* **FRAGMENTO DE TEXTO**:
========================================================================

A veces no sé dónde me duele.
Es fácil equivocarse.
Y eso me recuerda un chiste que dejo para el final. (La distancia más corta entre dos cuerpos no es la línea recta, es el sentido del humor)
Pues bien, el sábado me corté con papel.
Corrí a lavarme el dedo y a presionar hasta que se detuvo la sangre. Busqué un curita (bandita, tirita, no sé como la llaman en otras partes del mundo) y me la puse cuidadosamente en la cortada.
Durante todo el día evité utilizar el dedo malo, pero era un sábado inusualmente ocupado, pues al día siguiente tenía invitados y tenía que pelar, cortar, desmenuzar.
Mi esposo tuvo que terminar de pelar los tres kilos de papas para el chupe caraqueño y yo me senté a contemplar mi dedo vendado.
Pero había algo extraño, y es que en verdad el dedo enfermo no me dolía tanto.
Yo creo que más bien me dolía todo lo demás.
Todo… el mundo y sus tristezas, las mariposas amarillas que volaron a la eternidad, el peso de los años que pasan despiadados, todo me latía nostálgicamente, menos el dedo.
Y es que pareciera que, con la edad, como que me duelen otras partes de la geografía vital.
Los recuerdos duelen por las cervicales.
La orfandad es un dolor sordo y permanente en el ombligo, pero que al final amaina, cede y acompaña.

========================================================================

* **DATOS DE ENTRADA**:
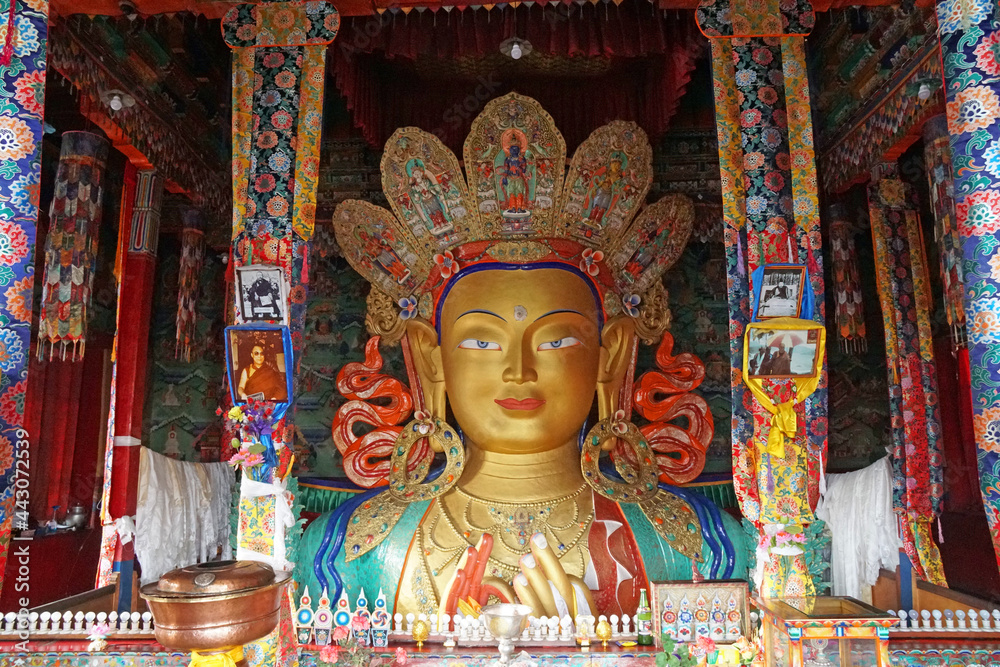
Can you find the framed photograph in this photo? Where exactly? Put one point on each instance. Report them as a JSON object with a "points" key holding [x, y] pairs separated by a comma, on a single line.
{"points": [[781, 292], [259, 363], [262, 294], [685, 610], [782, 353]]}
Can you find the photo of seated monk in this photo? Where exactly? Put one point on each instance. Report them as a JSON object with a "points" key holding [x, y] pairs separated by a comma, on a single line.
{"points": [[777, 353], [258, 365]]}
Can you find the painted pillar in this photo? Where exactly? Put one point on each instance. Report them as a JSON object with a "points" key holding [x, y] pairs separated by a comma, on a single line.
{"points": [[71, 246], [970, 44], [848, 301], [192, 260], [22, 84], [941, 185], [771, 215], [904, 294], [138, 232], [279, 71]]}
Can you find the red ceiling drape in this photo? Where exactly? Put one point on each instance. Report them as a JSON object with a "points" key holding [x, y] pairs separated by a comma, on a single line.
{"points": [[592, 64]]}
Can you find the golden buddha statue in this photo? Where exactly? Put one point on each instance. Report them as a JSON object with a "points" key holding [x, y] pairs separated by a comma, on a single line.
{"points": [[512, 320]]}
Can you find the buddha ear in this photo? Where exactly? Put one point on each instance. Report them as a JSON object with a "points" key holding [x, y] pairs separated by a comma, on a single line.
{"points": [[617, 344], [427, 360]]}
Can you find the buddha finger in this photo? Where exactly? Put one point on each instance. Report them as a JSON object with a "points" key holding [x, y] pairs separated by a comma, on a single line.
{"points": [[458, 588], [526, 595], [538, 583], [483, 549], [450, 601], [584, 598], [543, 553]]}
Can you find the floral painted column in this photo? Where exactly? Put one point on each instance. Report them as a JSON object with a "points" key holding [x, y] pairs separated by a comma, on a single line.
{"points": [[904, 294], [22, 90], [771, 215], [970, 44], [279, 70]]}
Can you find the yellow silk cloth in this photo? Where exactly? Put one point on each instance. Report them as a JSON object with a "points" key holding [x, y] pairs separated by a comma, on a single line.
{"points": [[783, 419], [228, 659]]}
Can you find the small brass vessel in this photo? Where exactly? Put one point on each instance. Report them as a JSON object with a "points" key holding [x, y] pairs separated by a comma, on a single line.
{"points": [[215, 607], [421, 631]]}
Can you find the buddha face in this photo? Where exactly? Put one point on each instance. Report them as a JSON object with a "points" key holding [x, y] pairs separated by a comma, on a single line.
{"points": [[520, 353]]}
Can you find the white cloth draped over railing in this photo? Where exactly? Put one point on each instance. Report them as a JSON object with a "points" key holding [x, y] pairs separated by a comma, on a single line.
{"points": [[857, 506], [183, 511]]}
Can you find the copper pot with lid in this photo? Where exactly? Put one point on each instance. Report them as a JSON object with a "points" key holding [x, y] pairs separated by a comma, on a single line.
{"points": [[215, 606]]}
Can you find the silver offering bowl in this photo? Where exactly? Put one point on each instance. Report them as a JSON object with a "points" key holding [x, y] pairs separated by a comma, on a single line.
{"points": [[506, 622]]}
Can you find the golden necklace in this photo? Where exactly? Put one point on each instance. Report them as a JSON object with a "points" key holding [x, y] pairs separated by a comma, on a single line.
{"points": [[512, 525]]}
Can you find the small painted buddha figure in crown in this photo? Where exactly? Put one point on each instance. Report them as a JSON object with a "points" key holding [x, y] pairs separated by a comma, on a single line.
{"points": [[497, 487]]}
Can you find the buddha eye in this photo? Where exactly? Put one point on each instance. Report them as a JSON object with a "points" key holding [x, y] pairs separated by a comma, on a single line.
{"points": [[568, 341], [476, 344]]}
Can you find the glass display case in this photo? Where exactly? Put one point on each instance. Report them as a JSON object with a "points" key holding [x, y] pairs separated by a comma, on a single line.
{"points": [[824, 632]]}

========================================================================

* **EJERCICIOS PROPUESTOS**:
1. ¿Puedes reescribir con más brevedad el párrafo del fragmento de texto sobre la cortada con papel que empieza con «Corrí a lavarme el dedo»?
2. ¿Podrías prolongar el fragmento de texto sobre la cortada con papel a partir de su última oración?

* **RESPUESTAS POR EJERCICIO**:
1. Me lavé el dedo de inmediato y presioné hasta que dejó de sangrar. Después me puse con cuidado un curita (también llamado bandita o tirita) en la cortada.

2.
Mi tierra, me duele agudamente por el apéndice.
Y así, yo seguí meditando sobre mi dedo herido, y ese dolor propio y ajeno, mientras mi esposo pelaba papas.
Procedí a revisar la curita.
No supe si preocuparme o reírme.
La curita estaba en el dedo equivocado.
Mi dedo sanó de cara al viento.
Como suelen sanar las heridas.
No le dije nada a mi esposo, que siguió amablemente, en la tarea de pelar las papas. Yo lo amo.
El chupe caraqueño quedó delicioso.
El chiste prometido:
Un señor va al médico quejándose de que le duele todo el cuerpo.
– Doctor, es que, si me toco aquí, me duele. Si me toco más acá, me duele. Donde me toco, me duele – dijo mientras señalaba las distintas partes del cuerpo
El doctor lo diagnostica:
– Usted lo que tiene es el dedo fracturado.